Work required — Could you repeat the items below, from their start through the line containing "positive clicks: (49, 450) (106, 439)", with every "rough mask" switched to "coarse mask", everything else unchanged and the pictures left out?

Data for this exercise —
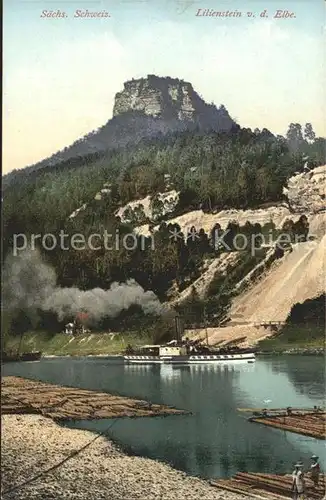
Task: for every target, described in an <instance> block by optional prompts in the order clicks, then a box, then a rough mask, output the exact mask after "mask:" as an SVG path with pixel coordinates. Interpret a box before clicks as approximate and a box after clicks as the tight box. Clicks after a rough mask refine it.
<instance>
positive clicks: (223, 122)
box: [113, 75, 233, 130]
mask: <svg viewBox="0 0 326 500" xmlns="http://www.w3.org/2000/svg"><path fill="white" fill-rule="evenodd" d="M129 111H141V112H143V113H144V114H145V115H147V116H153V117H156V118H157V117H159V118H161V119H164V120H179V121H183V122H193V123H197V124H199V125H200V126H202V127H209V128H212V129H214V130H215V129H218V130H230V128H231V127H232V125H233V121H232V119H231V118H230V116H229V114H228V112H227V111H226V109H225V107H224V106H221V107H220V108H219V109H217V108H216V106H215V105H213V104H206V102H205V101H204V100H203V99H202V98H201V97H200V96H199V95H198V94H197V92H195V91H194V89H193V86H192V85H191V83H189V82H184V81H183V80H179V79H177V78H169V77H167V78H161V77H158V76H155V75H148V76H147V78H140V79H138V80H131V81H128V82H125V84H124V89H123V91H122V92H118V93H117V94H116V96H115V104H114V108H113V116H117V115H121V114H123V113H128V112H129Z"/></svg>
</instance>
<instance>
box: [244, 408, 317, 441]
mask: <svg viewBox="0 0 326 500" xmlns="http://www.w3.org/2000/svg"><path fill="white" fill-rule="evenodd" d="M240 411H252V412H253V416H252V417H250V418H249V421H250V422H255V423H258V424H263V425H267V426H270V427H275V428H277V429H282V430H284V431H289V432H295V433H297V434H302V435H303V436H309V437H313V438H316V439H326V411H325V409H323V408H319V407H314V408H308V409H306V408H290V407H289V408H286V409H284V408H279V409H277V408H276V409H268V410H267V409H263V410H255V411H253V410H249V409H240Z"/></svg>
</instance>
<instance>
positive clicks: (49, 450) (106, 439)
mask: <svg viewBox="0 0 326 500" xmlns="http://www.w3.org/2000/svg"><path fill="white" fill-rule="evenodd" d="M93 438H94V434H93V433H91V432H89V431H82V430H75V429H68V428H62V427H60V426H58V425H57V424H56V423H54V422H53V421H52V420H50V419H47V418H44V417H40V416H38V415H4V416H3V417H2V447H1V454H2V462H1V464H2V491H6V490H8V489H10V488H11V487H13V486H14V485H17V484H21V483H22V482H24V481H26V480H27V479H29V478H31V477H33V476H34V475H36V474H38V473H40V472H41V471H42V470H44V469H47V468H49V467H51V466H53V465H55V464H56V463H58V462H60V461H61V460H63V459H64V458H65V457H67V456H68V455H70V454H71V453H72V452H73V451H74V450H77V449H79V448H81V447H82V446H84V445H85V444H87V443H88V442H89V441H90V440H92V439H93ZM244 498H245V497H243V496H242V495H237V494H233V493H229V492H226V491H221V490H218V489H215V488H213V487H211V486H210V485H209V484H208V483H207V482H205V481H203V480H201V479H197V478H194V477H190V476H187V475H186V474H185V473H182V472H179V471H177V470H175V469H173V468H172V467H169V466H168V465H165V464H162V463H159V462H156V461H154V460H150V459H146V458H140V457H129V456H127V455H125V454H123V453H122V452H120V451H119V450H118V449H117V448H116V446H115V445H114V444H112V443H111V442H109V441H108V440H107V439H106V438H102V437H100V438H99V439H97V440H96V441H95V442H94V443H93V444H92V445H91V446H90V447H89V448H86V449H85V450H84V451H82V452H81V453H80V454H79V455H77V456H75V457H73V458H72V459H70V460H69V461H68V462H66V463H64V464H63V465H62V466H60V467H59V468H58V469H55V470H54V471H52V472H51V473H49V474H46V475H45V476H42V477H41V478H39V479H37V480H36V481H34V482H32V483H30V484H29V485H27V486H25V487H24V488H21V489H19V490H16V491H13V492H12V493H9V494H6V495H3V499H4V500H7V499H20V500H27V499H28V500H32V499H33V500H41V499H42V500H45V499H46V500H50V499H55V500H57V499H58V500H59V499H65V500H68V499H69V500H70V499H76V500H77V499H78V500H86V499H87V500H93V499H94V500H138V499H139V500H144V499H146V500H183V499H184V500H203V499H205V500H210V499H212V500H213V499H214V500H241V499H244ZM246 498H247V497H246Z"/></svg>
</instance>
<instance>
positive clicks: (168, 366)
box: [4, 358, 326, 477]
mask: <svg viewBox="0 0 326 500" xmlns="http://www.w3.org/2000/svg"><path fill="white" fill-rule="evenodd" d="M321 361H322V360H321V359H320V358H319V359H317V358H316V359H315V360H314V364H315V366H314V367H313V368H311V366H310V365H309V364H307V363H306V361H305V359H302V358H299V359H297V361H296V364H295V370H296V372H300V376H299V377H297V378H296V384H294V383H293V379H292V377H291V375H290V373H288V372H287V369H289V371H290V372H291V368H292V369H293V366H292V367H291V368H288V365H287V364H286V362H285V360H281V359H280V358H278V359H270V358H269V359H266V360H259V359H258V360H257V361H256V362H255V363H254V364H248V363H239V364H224V365H190V366H169V365H163V366H159V365H156V366H149V365H144V366H141V365H128V366H125V365H123V364H117V363H115V364H110V362H109V361H108V360H103V359H90V358H84V359H73V360H67V359H52V360H44V361H41V362H40V363H33V364H23V363H22V364H11V365H7V366H5V367H4V374H8V375H9V374H16V375H21V376H27V377H30V378H36V379H40V380H44V381H49V382H55V383H60V384H62V385H72V386H77V387H84V388H90V389H96V390H104V391H108V392H113V393H120V394H126V395H129V396H131V397H138V398H141V399H148V400H150V401H153V402H157V403H164V404H168V405H171V406H175V407H177V408H184V409H186V410H189V411H191V412H192V414H191V415H186V416H181V417H180V416H171V417H168V418H162V417H157V418H141V419H120V420H119V421H117V422H116V423H115V425H114V426H113V427H112V429H110V430H109V435H110V437H112V438H113V439H114V440H116V441H117V442H118V443H119V444H120V445H121V446H122V447H123V448H125V449H126V450H127V451H129V452H130V453H135V454H139V455H145V456H148V457H151V458H155V459H159V460H164V461H166V462H169V463H171V464H172V465H173V466H174V467H177V468H180V469H182V470H185V471H187V472H189V473H191V474H194V475H200V476H203V477H227V476H229V475H231V474H234V473H236V472H237V471H240V470H241V471H253V472H275V473H284V472H291V469H292V466H293V463H294V462H295V461H297V460H302V461H304V462H305V463H307V464H308V463H309V458H310V456H311V454H312V453H316V454H317V455H319V457H320V458H321V464H322V466H325V465H326V464H325V463H323V460H324V459H323V457H324V451H323V450H324V443H323V442H322V441H316V440H313V439H311V438H306V437H303V436H299V435H296V434H290V433H285V432H283V431H280V430H277V429H272V428H268V427H264V426H260V425H256V424H253V423H250V422H248V420H247V417H248V415H247V414H245V413H241V412H238V411H237V408H239V407H243V408H252V407H255V406H256V407H262V406H266V404H264V401H267V400H270V401H271V403H270V405H271V406H273V407H277V406H278V407H281V406H288V405H289V404H291V405H292V406H295V405H298V406H312V399H311V397H310V394H309V390H308V389H309V388H310V389H311V388H312V387H313V389H314V396H313V403H314V404H315V401H318V404H321V403H322V401H323V397H324V389H323V387H322V388H321V386H320V384H319V383H318V381H317V383H316V382H315V379H314V378H313V377H314V373H315V368H316V366H317V365H318V363H319V370H320V369H321V366H322V365H321V363H320V362H321ZM298 387H300V389H301V390H300V392H298V390H297V389H298ZM109 424H110V421H109V420H99V421H90V422H85V421H79V422H75V423H74V424H73V426H75V427H78V428H84V429H89V430H92V431H104V430H105V429H107V427H108V426H109Z"/></svg>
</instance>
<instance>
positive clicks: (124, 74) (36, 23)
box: [3, 0, 326, 173]
mask: <svg viewBox="0 0 326 500" xmlns="http://www.w3.org/2000/svg"><path fill="white" fill-rule="evenodd" d="M199 9H201V11H200V13H201V14H202V13H204V12H205V9H206V10H207V9H208V10H211V9H212V10H213V11H219V12H226V11H231V12H235V11H237V12H241V14H242V15H241V17H218V16H216V17H212V16H203V15H197V14H198V10H199ZM279 9H283V10H288V11H289V12H293V13H294V15H295V17H293V18H275V17H274V15H275V13H276V11H277V10H279ZM43 10H47V11H51V10H54V11H57V10H60V11H61V12H65V13H66V14H67V17H66V18H55V19H54V18H47V17H46V18H41V15H42V12H43ZM76 10H81V11H86V10H88V11H89V12H103V11H106V12H108V13H109V14H110V17H107V18H94V19H89V18H88V19H87V18H82V17H77V18H75V17H74V15H75V12H76ZM264 10H266V13H267V15H268V17H261V16H260V14H261V13H262V12H263V11H264ZM3 11H4V25H3V43H4V48H3V64H4V66H3V67H4V77H3V172H4V173H7V172H9V171H11V170H13V169H17V168H22V167H25V166H27V165H31V164H33V163H34V162H36V161H39V160H42V159H44V158H45V157H47V156H49V155H51V154H52V153H55V152H56V151H58V150H60V149H62V148H64V147H66V146H69V145H70V144H71V143H72V142H73V141H75V140H76V139H78V138H80V137H82V136H83V135H84V134H87V133H89V132H90V131H92V130H94V129H97V128H98V127H100V126H102V125H104V124H105V123H106V122H107V121H108V120H109V119H110V118H111V117H112V109H113V104H114V96H115V94H116V92H119V91H121V90H122V89H123V82H125V81H127V80H130V79H132V78H140V77H144V76H146V75H147V74H156V75H158V76H170V77H173V78H180V79H183V80H185V81H189V82H191V83H192V85H193V87H194V89H195V90H196V91H197V92H198V93H199V94H200V95H201V96H202V97H203V98H204V99H205V101H206V102H209V103H210V102H214V103H215V104H216V105H218V106H219V105H220V104H224V105H225V106H226V108H227V110H228V111H229V113H230V115H231V116H232V118H233V119H235V120H236V121H237V122H238V123H239V124H240V125H241V126H243V127H251V128H253V129H254V128H256V127H258V128H260V129H261V128H263V127H266V128H268V129H270V130H271V131H272V132H273V133H275V134H282V135H284V134H285V133H286V130H287V128H288V125H289V123H291V122H298V123H301V124H303V125H304V124H305V123H306V122H311V123H312V124H313V127H314V130H315V132H316V133H317V135H319V136H325V135H326V120H325V117H326V114H325V111H326V94H325V88H326V85H325V76H326V70H325V67H326V66H325V65H326V61H325V54H326V50H325V34H326V29H325V26H326V24H325V19H326V16H325V14H326V2H325V0H286V1H285V0H282V1H278V0H264V1H260V0H220V1H218V0H65V1H59V0H57V1H56V0H53V1H52V0H4V6H3ZM248 12H250V13H252V15H251V16H250V17H248Z"/></svg>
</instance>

Solution for this problem —
Task: for every target, described in an <instance> block by optional prompts in the order clicks, then a box, then a coarse mask, output the exact mask after "mask:" as an SVG path with pixel coordinates. Interpret a box before clicks as approximate and a box after clicks as the tight box. Clicks after a coarse mask refine it.
<instance>
positive clicks: (223, 122)
box: [113, 75, 233, 130]
mask: <svg viewBox="0 0 326 500" xmlns="http://www.w3.org/2000/svg"><path fill="white" fill-rule="evenodd" d="M129 111H141V112H143V113H144V114H145V115H147V116H153V117H156V118H157V117H159V118H161V119H164V120H179V121H183V122H193V123H197V124H199V125H200V126H202V127H209V128H212V129H214V130H215V129H218V130H230V128H231V127H232V125H233V121H232V119H231V118H230V116H229V114H228V112H227V111H226V109H225V107H224V106H221V107H220V108H219V109H217V108H216V106H215V105H213V104H206V102H205V101H204V100H203V99H202V98H201V97H200V96H199V95H198V94H197V92H195V91H194V89H193V86H192V85H191V83H189V82H184V81H183V80H179V79H177V78H169V77H167V78H161V77H158V76H155V75H148V76H147V78H140V79H138V80H131V81H128V82H125V84H124V89H123V91H122V92H118V93H117V94H116V96H115V104H114V108H113V116H117V115H121V114H123V113H128V112H129Z"/></svg>
</instance>
<instance>
box: [244, 408, 317, 441]
mask: <svg viewBox="0 0 326 500" xmlns="http://www.w3.org/2000/svg"><path fill="white" fill-rule="evenodd" d="M240 411H252V412H253V416H252V417H250V418H249V421H250V422H255V423H258V424H263V425H267V426H270V427H275V428H277V429H282V430H284V431H289V432H295V433H297V434H302V435H303V436H309V437H313V438H316V439H326V411H325V409H323V408H319V407H314V408H308V409H306V408H290V407H289V408H286V409H284V408H279V409H277V408H276V409H268V410H267V409H263V410H255V411H253V410H249V409H240Z"/></svg>
</instance>
<instance>
positive clicks: (49, 450) (106, 439)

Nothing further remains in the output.